INSTRUCTION: Could you recast every line in the records below as a numbered list, dropping any blank lines? Leave the pictures out of your answer.
━━ DATA IN THIS EXERCISE ━━
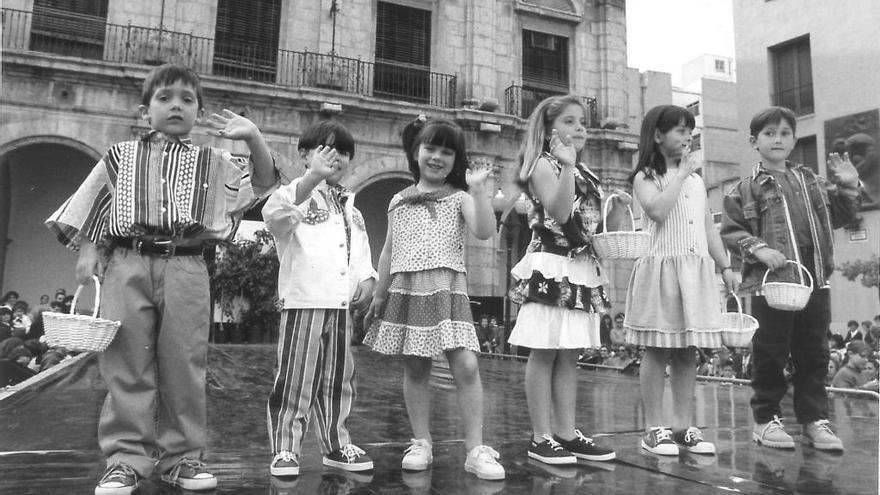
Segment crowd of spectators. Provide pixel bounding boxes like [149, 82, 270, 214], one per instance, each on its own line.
[0, 289, 73, 388]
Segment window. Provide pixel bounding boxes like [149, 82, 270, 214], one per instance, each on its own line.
[520, 29, 568, 117]
[373, 2, 431, 103]
[31, 0, 107, 59]
[788, 136, 819, 173]
[770, 38, 813, 115]
[214, 0, 281, 82]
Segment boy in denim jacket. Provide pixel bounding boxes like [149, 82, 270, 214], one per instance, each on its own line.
[721, 107, 861, 450]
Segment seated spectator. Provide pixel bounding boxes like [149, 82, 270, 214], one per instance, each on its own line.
[599, 313, 614, 346]
[0, 337, 37, 387]
[828, 333, 846, 364]
[28, 294, 49, 321]
[0, 306, 12, 342]
[843, 320, 865, 344]
[831, 340, 877, 390]
[40, 347, 69, 371]
[11, 301, 32, 339]
[825, 359, 839, 387]
[862, 359, 880, 383]
[610, 313, 626, 345]
[0, 290, 19, 309]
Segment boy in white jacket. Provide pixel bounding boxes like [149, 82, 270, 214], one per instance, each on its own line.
[263, 121, 377, 476]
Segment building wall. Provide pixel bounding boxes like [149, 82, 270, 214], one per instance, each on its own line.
[734, 0, 880, 330]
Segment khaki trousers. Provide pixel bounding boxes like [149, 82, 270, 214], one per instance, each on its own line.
[98, 248, 210, 476]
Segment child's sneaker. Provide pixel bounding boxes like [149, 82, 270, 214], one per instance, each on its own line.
[269, 450, 299, 476]
[464, 445, 504, 480]
[95, 462, 140, 495]
[401, 438, 434, 471]
[162, 457, 217, 492]
[752, 416, 794, 449]
[802, 419, 843, 452]
[639, 426, 678, 455]
[672, 426, 715, 454]
[529, 435, 577, 464]
[324, 443, 373, 471]
[553, 428, 617, 461]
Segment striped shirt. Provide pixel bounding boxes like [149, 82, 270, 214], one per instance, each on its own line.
[46, 132, 272, 249]
[643, 174, 709, 256]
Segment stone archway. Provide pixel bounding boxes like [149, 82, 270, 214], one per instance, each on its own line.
[0, 140, 100, 304]
[354, 175, 412, 267]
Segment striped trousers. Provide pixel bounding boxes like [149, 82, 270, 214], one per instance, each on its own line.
[267, 309, 356, 455]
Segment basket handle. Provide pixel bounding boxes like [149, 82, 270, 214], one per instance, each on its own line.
[602, 194, 636, 233]
[70, 275, 101, 318]
[761, 260, 813, 292]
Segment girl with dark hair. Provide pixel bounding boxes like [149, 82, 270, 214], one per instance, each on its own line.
[623, 105, 737, 455]
[364, 116, 504, 480]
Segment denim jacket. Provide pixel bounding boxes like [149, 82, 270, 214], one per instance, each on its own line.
[721, 162, 861, 291]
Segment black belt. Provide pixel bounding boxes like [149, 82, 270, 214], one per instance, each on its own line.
[113, 237, 205, 258]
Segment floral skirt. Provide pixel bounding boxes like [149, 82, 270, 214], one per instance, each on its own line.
[364, 268, 480, 357]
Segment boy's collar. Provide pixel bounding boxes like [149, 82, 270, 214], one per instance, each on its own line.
[752, 160, 801, 184]
[141, 129, 193, 148]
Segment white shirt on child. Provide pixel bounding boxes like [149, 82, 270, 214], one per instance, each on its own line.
[263, 178, 378, 309]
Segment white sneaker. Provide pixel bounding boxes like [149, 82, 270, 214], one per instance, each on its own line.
[464, 445, 504, 480]
[402, 438, 434, 471]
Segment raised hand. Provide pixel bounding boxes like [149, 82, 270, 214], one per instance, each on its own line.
[208, 108, 260, 141]
[464, 167, 491, 190]
[550, 129, 577, 165]
[825, 153, 859, 187]
[309, 145, 339, 179]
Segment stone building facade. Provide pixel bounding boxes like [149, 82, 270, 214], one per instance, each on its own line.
[0, 0, 644, 324]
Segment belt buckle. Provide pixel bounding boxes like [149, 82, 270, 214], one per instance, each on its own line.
[153, 239, 177, 258]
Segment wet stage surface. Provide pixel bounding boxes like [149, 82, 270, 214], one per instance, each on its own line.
[0, 345, 878, 495]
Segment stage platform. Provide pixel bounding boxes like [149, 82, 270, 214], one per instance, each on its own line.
[0, 345, 880, 495]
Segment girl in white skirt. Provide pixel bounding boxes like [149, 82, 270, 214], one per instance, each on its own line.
[623, 105, 737, 455]
[509, 95, 630, 464]
[364, 116, 504, 480]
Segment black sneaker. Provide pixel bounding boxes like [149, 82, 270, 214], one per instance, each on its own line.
[162, 457, 217, 492]
[529, 435, 577, 464]
[672, 426, 715, 455]
[324, 443, 373, 471]
[553, 428, 617, 461]
[95, 462, 140, 495]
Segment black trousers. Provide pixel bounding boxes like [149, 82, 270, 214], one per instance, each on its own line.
[751, 289, 831, 423]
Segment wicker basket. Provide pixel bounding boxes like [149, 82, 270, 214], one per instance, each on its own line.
[592, 194, 651, 260]
[721, 294, 758, 347]
[43, 277, 119, 352]
[761, 260, 813, 311]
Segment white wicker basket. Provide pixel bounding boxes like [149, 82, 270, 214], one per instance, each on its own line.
[761, 260, 813, 311]
[721, 294, 758, 347]
[592, 194, 651, 260]
[43, 277, 119, 352]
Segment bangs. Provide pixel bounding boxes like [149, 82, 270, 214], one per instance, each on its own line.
[418, 124, 464, 154]
[657, 105, 697, 132]
[320, 127, 354, 158]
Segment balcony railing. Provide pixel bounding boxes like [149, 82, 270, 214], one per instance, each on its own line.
[2, 9, 457, 108]
[504, 85, 599, 128]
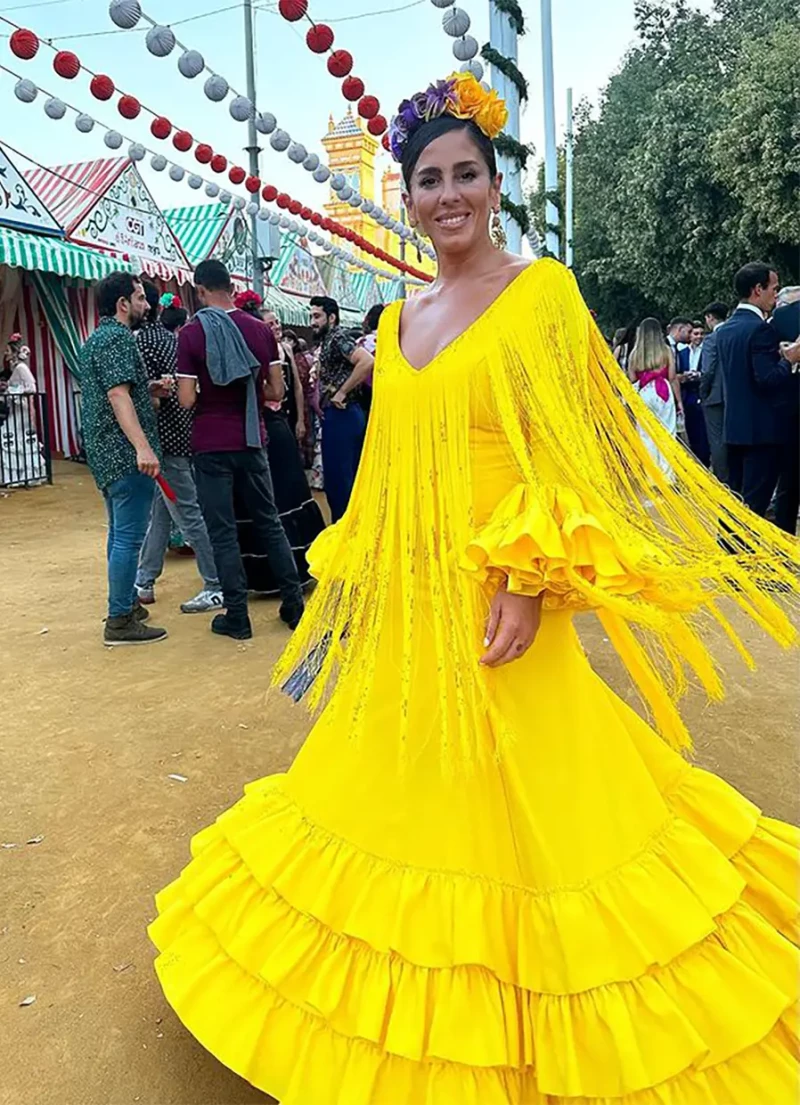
━━━
SOLUTION:
1. Segment crowd of spectators. Provide pixel bounding boxes like [149, 82, 270, 214], one per instance, each on its own line.
2. [0, 289, 73, 388]
3. Segment window. Provide pixel bounding boxes like [149, 82, 270, 214], one per instance, each on its own line.
4. [520, 29, 568, 117]
5. [373, 2, 431, 103]
6. [31, 0, 107, 59]
7. [788, 136, 819, 173]
8. [770, 38, 813, 115]
9. [214, 0, 281, 82]
10. Segment boy in denim jacket. Provide pixel bounding boxes like [149, 82, 270, 214], one per instance, each on its own line.
11. [721, 107, 861, 450]
12. Segment seated spectator. Provide pixel bounding boxes like [149, 82, 270, 214], one per instance, each on its own line.
13. [599, 313, 614, 346]
14. [0, 337, 37, 387]
15. [828, 333, 846, 364]
16. [28, 294, 49, 321]
17. [0, 306, 12, 342]
18. [843, 320, 865, 344]
19. [831, 340, 877, 390]
20. [40, 347, 69, 371]
21. [11, 301, 32, 339]
22. [825, 359, 839, 387]
23. [862, 359, 880, 383]
24. [610, 313, 626, 345]
25. [0, 290, 19, 309]
26. Segment boy in white jacket. Provide pixel bounding boxes like [149, 82, 270, 214], one per instance, each on its own line.
27. [263, 121, 377, 476]
28. Segment building wall. Provide pixel bounding boxes like [149, 82, 270, 214], one per instance, each on its own line.
29. [734, 0, 880, 330]
30. Segment khaki trousers. Provide pixel bounding boxes like [149, 82, 270, 214], one per instance, each on its own line.
31. [98, 248, 210, 476]
32. Segment child's sneaker. Provide pixel bounding boxes like [149, 82, 270, 214], one per instance, each on its own line.
33. [269, 450, 299, 476]
34. [464, 445, 504, 480]
35. [95, 462, 140, 495]
36. [401, 438, 434, 471]
37. [162, 457, 217, 492]
38. [752, 416, 794, 449]
39. [802, 419, 843, 452]
40. [639, 426, 678, 455]
41. [672, 426, 715, 454]
42. [529, 435, 577, 464]
43. [324, 443, 373, 471]
44. [553, 428, 617, 461]
45. Segment striped shirt. Provide pixel bounding boxes like [149, 82, 270, 214], one per instance, each on its own line.
46. [46, 132, 272, 249]
47. [643, 174, 709, 256]
48. Segment stone archway. Provide pixel bounding boxes like [149, 82, 270, 214], one per instance, each on its own line.
49. [0, 140, 100, 304]
50. [354, 175, 412, 267]
51. Segment striped trousers. Provide pixel bounding boxes like [149, 82, 270, 214], one per instance, each on its own line.
52. [267, 309, 356, 455]
53. Segment basket handle. Provide pixel bounding boxes like [149, 82, 270, 214], one per instance, each on its own line.
54. [602, 194, 636, 233]
55. [70, 275, 101, 318]
56. [761, 260, 813, 292]
57. Segment girl with dark hair. Provide pixel bounding boxes like [149, 82, 270, 214], one per instance, each on its own line.
58. [623, 105, 737, 455]
59. [364, 116, 504, 480]
60. Segment denim jacket. Provide pixel bounding boxes like [149, 82, 270, 214], one per instance, each on its own line.
61. [721, 162, 861, 291]
62. Segment black belt. Provide pixel bounding boxes like [149, 82, 270, 214], one per instance, each on its own line.
63. [113, 237, 205, 258]
64. Segment floral skirt. Provide pixel bounding boxes like [149, 82, 270, 214], one per instance, each on its own line.
65. [364, 268, 480, 357]
66. Segment boy's collar. Provide pixel bounding boxes like [149, 82, 270, 214], one per instance, each on its own line.
67. [752, 160, 801, 184]
68. [141, 129, 193, 148]
69. Segment white shirt on child. Provide pixel bounding boxes like [149, 82, 270, 214], one per instance, each on its own line.
70. [263, 178, 378, 309]
71. Segment white sneaker. Provide pixel bounding boxes like [149, 82, 270, 214], one per instance, each on its own line.
72. [464, 445, 504, 480]
73. [402, 438, 434, 471]
74. Segment raised hand. Provide pixel bounding boxes like [149, 82, 270, 214], one per instance, each on its own line.
75. [208, 108, 260, 141]
76. [464, 167, 491, 190]
77. [550, 129, 577, 165]
78. [825, 153, 859, 187]
79. [309, 145, 339, 179]
80. Segment stone building facade. Provide pixel bounding boxes like [149, 82, 270, 214], one per instance, each on its own line.
81. [0, 0, 644, 324]
82. Segment belt buckle. Provide pixel bounding boxes like [149, 82, 270, 214], one per instance, each on its own line.
83. [153, 239, 177, 258]
84. Segment wet stage surface. Provide pixel bounding boxes like [149, 82, 270, 214], one per instance, each on its own line.
85. [0, 345, 878, 495]
86. Segment stage platform. Provide pixel bounding boxes like [149, 82, 270, 214], one per instance, each on its own line.
87. [0, 345, 880, 495]
88. Segment girl in white skirt. Provide pixel bounding boxes like [149, 82, 270, 214], one per instance, each on its own line.
89. [623, 105, 737, 455]
90. [509, 95, 630, 464]
91. [364, 116, 504, 480]
92. Segment black sneaker. Provide pixel bounding boxes like [149, 82, 270, 214], one per instance, each on its own line.
93. [162, 457, 217, 492]
94. [529, 435, 577, 464]
95. [672, 426, 715, 455]
96. [324, 443, 373, 471]
97. [553, 428, 617, 461]
98. [95, 462, 140, 495]
99. Segment black trousers. Provide pixel bounding boxes like [149, 82, 270, 214], one per instance, each on its own line.
100. [751, 289, 831, 423]
101. Segment wicker basket. Provide pixel bounding boxes like [149, 82, 270, 214], one per instance, each on its own line.
102. [592, 194, 651, 260]
103. [721, 294, 758, 347]
104. [43, 277, 119, 352]
105. [761, 260, 813, 311]
106. Segment white wicker basket. Provide pixel bounding boxes like [149, 82, 270, 214], one per instance, each on its own line.
107. [761, 260, 813, 311]
108. [721, 294, 758, 347]
109. [592, 194, 651, 260]
110. [43, 277, 119, 352]
111. Segment bangs. Provide pixel bounding boxes like [149, 82, 270, 214], one per instance, each on its own line.
112. [418, 124, 464, 154]
113. [657, 105, 697, 132]
114. [320, 127, 354, 158]
115. Segment balcony railing. Provide pixel bounding boxes like [149, 82, 270, 214], one per instance, each on its own line.
116. [2, 9, 457, 108]
117. [504, 85, 599, 128]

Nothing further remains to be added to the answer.